Update the items below by replacing every occurrence of "pin one point" with "place a single point", leaving everything else unchanged, and omit the pictures from your output.

-- Begin Raw records --

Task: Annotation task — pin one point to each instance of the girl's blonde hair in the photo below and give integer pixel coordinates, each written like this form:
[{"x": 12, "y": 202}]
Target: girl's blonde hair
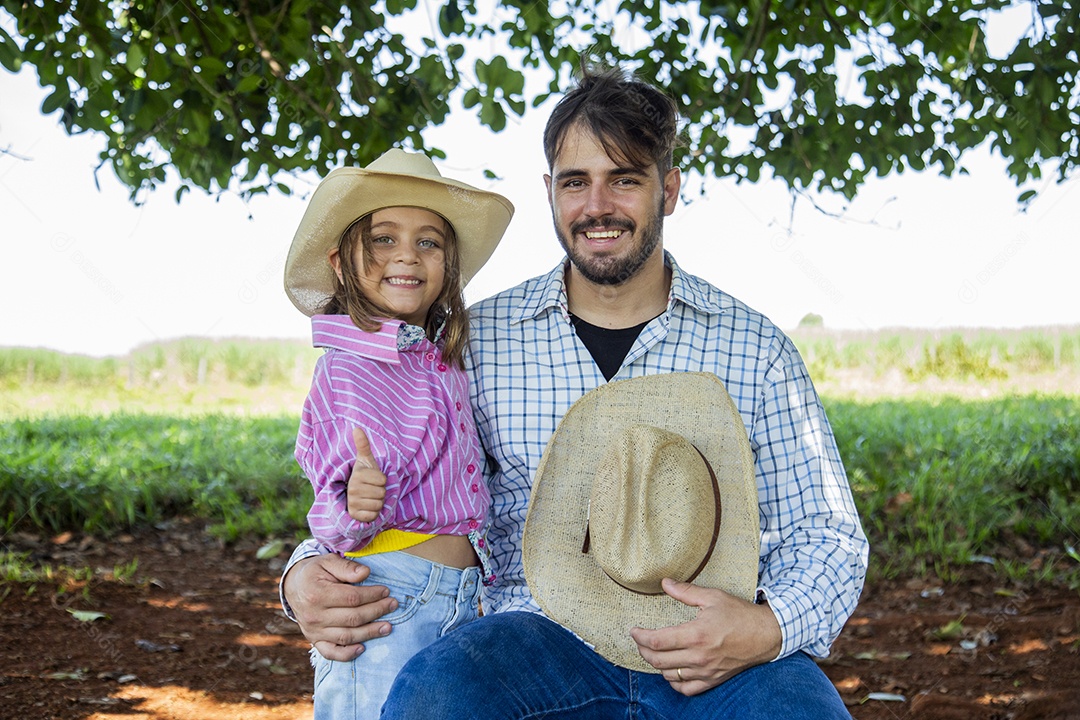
[{"x": 349, "y": 299}]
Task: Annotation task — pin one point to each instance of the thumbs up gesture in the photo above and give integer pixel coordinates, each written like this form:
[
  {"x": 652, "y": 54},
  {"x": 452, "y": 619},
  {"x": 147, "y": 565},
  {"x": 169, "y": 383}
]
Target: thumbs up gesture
[{"x": 367, "y": 485}]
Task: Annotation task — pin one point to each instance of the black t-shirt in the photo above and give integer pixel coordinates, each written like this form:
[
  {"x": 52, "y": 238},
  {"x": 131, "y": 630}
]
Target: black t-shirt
[{"x": 607, "y": 347}]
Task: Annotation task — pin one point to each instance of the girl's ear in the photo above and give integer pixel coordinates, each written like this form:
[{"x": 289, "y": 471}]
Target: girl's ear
[{"x": 335, "y": 259}]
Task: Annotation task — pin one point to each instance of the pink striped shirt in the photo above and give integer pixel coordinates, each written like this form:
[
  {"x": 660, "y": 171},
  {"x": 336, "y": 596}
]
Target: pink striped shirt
[{"x": 416, "y": 412}]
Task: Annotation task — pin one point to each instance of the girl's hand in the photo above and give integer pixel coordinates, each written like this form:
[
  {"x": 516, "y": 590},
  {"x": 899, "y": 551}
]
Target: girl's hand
[{"x": 367, "y": 485}]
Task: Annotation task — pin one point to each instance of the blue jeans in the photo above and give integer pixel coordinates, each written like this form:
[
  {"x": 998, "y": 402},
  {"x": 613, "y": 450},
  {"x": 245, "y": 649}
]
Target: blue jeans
[
  {"x": 432, "y": 600},
  {"x": 522, "y": 666}
]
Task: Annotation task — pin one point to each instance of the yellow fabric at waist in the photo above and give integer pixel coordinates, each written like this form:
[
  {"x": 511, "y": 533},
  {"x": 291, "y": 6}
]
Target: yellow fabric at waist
[{"x": 390, "y": 540}]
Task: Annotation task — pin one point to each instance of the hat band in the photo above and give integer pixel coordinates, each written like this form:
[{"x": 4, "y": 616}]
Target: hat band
[{"x": 712, "y": 543}]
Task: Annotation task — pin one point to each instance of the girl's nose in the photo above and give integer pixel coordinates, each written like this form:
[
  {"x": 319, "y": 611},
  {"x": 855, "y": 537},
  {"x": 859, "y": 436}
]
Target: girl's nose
[{"x": 406, "y": 253}]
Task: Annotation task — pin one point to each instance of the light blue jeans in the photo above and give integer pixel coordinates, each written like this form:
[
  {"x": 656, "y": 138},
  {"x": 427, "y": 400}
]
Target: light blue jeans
[
  {"x": 432, "y": 600},
  {"x": 522, "y": 666}
]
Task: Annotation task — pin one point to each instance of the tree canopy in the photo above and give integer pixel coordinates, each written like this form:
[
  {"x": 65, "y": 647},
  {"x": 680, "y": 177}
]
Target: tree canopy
[{"x": 820, "y": 93}]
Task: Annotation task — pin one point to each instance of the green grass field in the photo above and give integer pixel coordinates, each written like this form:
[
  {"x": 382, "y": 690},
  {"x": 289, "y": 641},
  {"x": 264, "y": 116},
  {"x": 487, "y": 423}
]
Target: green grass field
[{"x": 961, "y": 463}]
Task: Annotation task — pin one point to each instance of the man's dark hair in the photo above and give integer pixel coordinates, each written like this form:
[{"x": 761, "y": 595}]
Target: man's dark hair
[{"x": 635, "y": 123}]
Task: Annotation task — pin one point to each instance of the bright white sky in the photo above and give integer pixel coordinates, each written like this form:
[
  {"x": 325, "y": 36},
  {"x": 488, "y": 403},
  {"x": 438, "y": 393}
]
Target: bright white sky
[{"x": 82, "y": 270}]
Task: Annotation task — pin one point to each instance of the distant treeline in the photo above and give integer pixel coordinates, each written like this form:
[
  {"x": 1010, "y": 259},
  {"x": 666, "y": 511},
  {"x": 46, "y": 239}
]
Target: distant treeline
[
  {"x": 974, "y": 354},
  {"x": 968, "y": 354}
]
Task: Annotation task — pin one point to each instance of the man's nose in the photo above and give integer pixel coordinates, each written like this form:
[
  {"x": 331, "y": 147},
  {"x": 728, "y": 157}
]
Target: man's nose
[{"x": 599, "y": 202}]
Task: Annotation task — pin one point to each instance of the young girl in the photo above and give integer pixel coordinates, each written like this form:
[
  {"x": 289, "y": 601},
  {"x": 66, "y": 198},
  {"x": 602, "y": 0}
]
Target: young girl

-- End Raw records --

• **Reply to the exercise**
Task: Annotation task — place a single point to each instance of the girl's blonde hair in the photo below and give integer pixel coordinates, each written like this form:
[{"x": 12, "y": 202}]
Target: girl's blonde hair
[{"x": 349, "y": 299}]
Task: Annotation task — place a single point to each instance of the thumbs up gesture in the photo above and give integer pixel coordinates, each written like this form:
[
  {"x": 652, "y": 54},
  {"x": 452, "y": 619},
  {"x": 147, "y": 565},
  {"x": 169, "y": 383}
]
Target: thumbs up gesture
[{"x": 367, "y": 485}]
Task: Annotation task — place a single point to each instance of the black t-shirt in the photo above and give integer pixel coordinates, each written like this form:
[
  {"x": 52, "y": 238},
  {"x": 131, "y": 630}
]
Target: black t-shirt
[{"x": 607, "y": 347}]
Task: Annotation task — place a single point to each instance of the girl's ear in the photo above and give integer pixel coordinates, each written like this form:
[{"x": 289, "y": 471}]
Target: girl's ear
[{"x": 335, "y": 259}]
Task: Annotation task — place a single point to each instance of the pink striped shirt in the photo above and give integer pixel coordinates, each written like this form:
[
  {"x": 660, "y": 171},
  {"x": 336, "y": 596}
]
Target: pink striped shirt
[{"x": 416, "y": 412}]
Task: Annotation task — place a single point to each instance of the girl's hand in the photo above and give integer pixel coordinates, each written like this form:
[
  {"x": 516, "y": 590},
  {"x": 899, "y": 551}
]
Target: girl's hand
[{"x": 367, "y": 485}]
Task: Annotation task — place a single point to each instance of the blue jeans in the photo above and give integer pixel coordinates, each written like this form:
[
  {"x": 998, "y": 402},
  {"x": 613, "y": 450},
  {"x": 245, "y": 649}
]
Target: blue jeans
[
  {"x": 432, "y": 600},
  {"x": 522, "y": 666}
]
Task: Annotation task — place a single point to each instance of the yellow fabric at waist in the photo above and give integer pixel coordinates, each written like this form:
[
  {"x": 511, "y": 533},
  {"x": 291, "y": 6}
]
Target: yellow fabric at waist
[{"x": 390, "y": 540}]
Task: Annotation task — place a single point to each instance of the hat band in the photo above and give integer pixel coordinates, each written like this form:
[{"x": 4, "y": 616}]
Target: hat band
[{"x": 712, "y": 543}]
Task: Annotation task — place a single point to each instance of the girl's nose in the photo above and give integer pixel coordinates, each written like this form:
[
  {"x": 319, "y": 611},
  {"x": 855, "y": 537},
  {"x": 859, "y": 436}
]
Target: girl's nose
[{"x": 406, "y": 253}]
Task: Annotation task — place a single point to each instance of the light blue jeans in the photo above and give integer pixel coordinates, each written like this form:
[
  {"x": 656, "y": 138},
  {"x": 427, "y": 400}
]
Target: light blue jeans
[
  {"x": 432, "y": 600},
  {"x": 522, "y": 666}
]
Task: Annotation task — place a single point to each instance of the tree canopy in the photo above and give integer pixel coordinates, each written like this form:
[
  {"x": 65, "y": 647},
  {"x": 680, "y": 177}
]
Target: tree canopy
[{"x": 820, "y": 93}]
Task: Annotation task — place a single point to each instance of the green grass field in the photo above and give integer pixel coordinates, each written like this form:
[
  {"x": 382, "y": 690},
  {"x": 289, "y": 641},
  {"x": 264, "y": 116},
  {"x": 487, "y": 423}
]
Target: green grass field
[{"x": 961, "y": 463}]
Task: Annotation task — place a single point to each instance of the man's dark hair in the photo above and give integer pixel coordinates, each written like this form:
[{"x": 761, "y": 595}]
Target: man's dark hair
[{"x": 635, "y": 123}]
Task: Annotation task — place a single point to each instance of the bright white sky in the photo above and give integer pixel coordinates, each written like this form:
[
  {"x": 325, "y": 36},
  {"x": 488, "y": 403},
  {"x": 438, "y": 393}
]
Target: bright white sky
[{"x": 82, "y": 270}]
Task: Annotation task — place a single point to each instance of the distant treeline in the photo above and give integer pixel coordinates, each written like this form:
[
  {"x": 1010, "y": 259},
  {"x": 666, "y": 511},
  {"x": 46, "y": 239}
]
Target: distant treeline
[
  {"x": 974, "y": 354},
  {"x": 968, "y": 354}
]
Task: Annotation task — place a single point to each instance of the man's nose in the photo above and give integer pixel coordinates, each written like this form:
[
  {"x": 331, "y": 147},
  {"x": 728, "y": 157}
]
Target: man's nose
[{"x": 599, "y": 202}]
Task: Annotation task — place a single point to each instance of the young girl in the photo above and give integer pixel coordinates, each written like this form:
[
  {"x": 289, "y": 601},
  {"x": 66, "y": 198},
  {"x": 602, "y": 0}
]
Target: young girl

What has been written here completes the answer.